## Stored items

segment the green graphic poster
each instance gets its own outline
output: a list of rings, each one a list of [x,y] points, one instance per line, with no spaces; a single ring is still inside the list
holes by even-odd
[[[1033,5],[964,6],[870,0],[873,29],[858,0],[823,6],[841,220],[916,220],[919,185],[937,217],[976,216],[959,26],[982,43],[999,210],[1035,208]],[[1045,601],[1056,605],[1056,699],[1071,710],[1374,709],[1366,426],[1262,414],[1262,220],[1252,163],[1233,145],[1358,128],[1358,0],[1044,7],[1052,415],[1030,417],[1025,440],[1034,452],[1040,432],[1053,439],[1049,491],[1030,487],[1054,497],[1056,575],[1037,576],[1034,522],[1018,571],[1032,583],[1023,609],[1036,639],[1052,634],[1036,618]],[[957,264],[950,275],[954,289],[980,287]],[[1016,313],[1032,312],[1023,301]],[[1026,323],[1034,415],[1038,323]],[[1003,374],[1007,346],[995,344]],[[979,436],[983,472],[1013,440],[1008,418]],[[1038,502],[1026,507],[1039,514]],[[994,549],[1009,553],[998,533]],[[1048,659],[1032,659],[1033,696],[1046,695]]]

## How to complete this task
Copy only the stretch running from the line containing "output: a list" to the final line of the entries, both ends included, exactly as it stands.

## Written solution
output: a list of rings, each one a list of [x,y] points, one instance per line, with no spaces; a single ring is still inside the list
holes by even-odd
[[[1033,5],[964,6],[870,0],[873,29],[858,0],[823,6],[841,220],[916,220],[919,185],[937,217],[976,216],[959,26],[982,43],[999,210],[1035,208]],[[1045,601],[1056,605],[1056,699],[1071,710],[1374,709],[1366,426],[1262,414],[1262,220],[1252,163],[1233,145],[1358,128],[1358,0],[1044,7],[1052,415],[1030,417],[1025,440],[1034,452],[1040,432],[1053,439],[1049,491],[1030,487],[1054,497],[1056,575],[1037,576],[1034,522],[1018,571],[1032,583],[1023,609],[1036,639],[1052,634],[1036,618]],[[957,264],[950,275],[954,289],[980,287]],[[1016,313],[1032,312],[1023,301]],[[1026,323],[1034,415],[1038,323]],[[1003,374],[1007,346],[995,344]],[[979,436],[983,472],[1013,440],[1008,418]],[[1038,502],[1026,507],[1039,514]],[[994,549],[1009,553],[998,533]],[[1048,659],[1032,659],[1033,696],[1046,695]]]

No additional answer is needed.